*WORK INSTRUCTIONS*. Convert the listing below into a JSON list of strings, one string per line, with blank lines omitted.

*Raw records*.
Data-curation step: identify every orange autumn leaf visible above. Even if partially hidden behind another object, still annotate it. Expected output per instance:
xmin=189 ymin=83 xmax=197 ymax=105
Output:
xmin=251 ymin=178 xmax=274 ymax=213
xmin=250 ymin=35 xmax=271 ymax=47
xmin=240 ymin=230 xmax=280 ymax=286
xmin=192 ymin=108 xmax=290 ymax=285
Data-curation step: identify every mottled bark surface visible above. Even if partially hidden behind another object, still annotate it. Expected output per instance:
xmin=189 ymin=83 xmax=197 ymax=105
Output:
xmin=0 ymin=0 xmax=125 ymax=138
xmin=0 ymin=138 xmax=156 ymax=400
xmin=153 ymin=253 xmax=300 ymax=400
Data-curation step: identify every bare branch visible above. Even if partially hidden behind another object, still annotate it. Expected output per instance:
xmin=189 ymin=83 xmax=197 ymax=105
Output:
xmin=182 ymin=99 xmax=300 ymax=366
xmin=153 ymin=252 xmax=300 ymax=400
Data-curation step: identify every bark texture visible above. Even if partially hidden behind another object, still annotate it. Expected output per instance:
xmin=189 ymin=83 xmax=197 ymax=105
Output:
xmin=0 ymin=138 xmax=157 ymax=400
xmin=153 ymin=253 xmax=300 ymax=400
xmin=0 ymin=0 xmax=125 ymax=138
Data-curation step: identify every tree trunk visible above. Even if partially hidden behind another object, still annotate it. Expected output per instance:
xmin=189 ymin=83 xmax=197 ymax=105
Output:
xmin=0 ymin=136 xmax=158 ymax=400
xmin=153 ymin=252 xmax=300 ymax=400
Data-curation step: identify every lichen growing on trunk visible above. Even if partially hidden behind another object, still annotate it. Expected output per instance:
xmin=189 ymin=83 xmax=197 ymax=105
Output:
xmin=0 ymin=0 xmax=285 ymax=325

*PROBLEM SOLUTION*.
[
  "Data-curation step: identify every orange autumn leaf visible above. Even if partially hidden behind another object, still annotate it. Expected output per instance:",
  "xmin=189 ymin=83 xmax=197 ymax=105",
  "Output:",
  "xmin=251 ymin=178 xmax=274 ymax=213",
  "xmin=250 ymin=35 xmax=271 ymax=47",
  "xmin=240 ymin=230 xmax=280 ymax=286",
  "xmin=192 ymin=108 xmax=290 ymax=285",
  "Data-curation step: identify every mottled bark surface visible above. Even if partially hidden behind another object, still annotate it. Expected output per instance:",
  "xmin=189 ymin=83 xmax=197 ymax=105",
  "Output:",
  "xmin=0 ymin=0 xmax=125 ymax=138",
  "xmin=0 ymin=138 xmax=156 ymax=400",
  "xmin=153 ymin=253 xmax=300 ymax=400",
  "Data-curation step: identify every bare branch visible above. Even if partially hidden behind another object, still annotate it. Expected output per instance:",
  "xmin=189 ymin=83 xmax=197 ymax=105",
  "Output:",
  "xmin=182 ymin=99 xmax=300 ymax=366",
  "xmin=153 ymin=252 xmax=300 ymax=400",
  "Data-curation step: identify every bark texture visible above. Even if partially hidden behind another object, still annotate it. Expected output per instance:",
  "xmin=189 ymin=83 xmax=197 ymax=105",
  "Output:",
  "xmin=0 ymin=138 xmax=157 ymax=400",
  "xmin=153 ymin=253 xmax=300 ymax=400",
  "xmin=0 ymin=0 xmax=125 ymax=138",
  "Data-curation step: identify every tree trunk visible above. Even if partially hidden behind another object, still annotate it. Expected output per instance:",
  "xmin=189 ymin=83 xmax=197 ymax=105",
  "Output:",
  "xmin=0 ymin=136 xmax=158 ymax=400",
  "xmin=153 ymin=252 xmax=300 ymax=400",
  "Data-curation step: identify every lichen growing on trunk visible above. Even if partially hidden behind another object, still annotate it. Expected output per instance:",
  "xmin=189 ymin=83 xmax=197 ymax=105",
  "Output:",
  "xmin=0 ymin=0 xmax=285 ymax=325"
]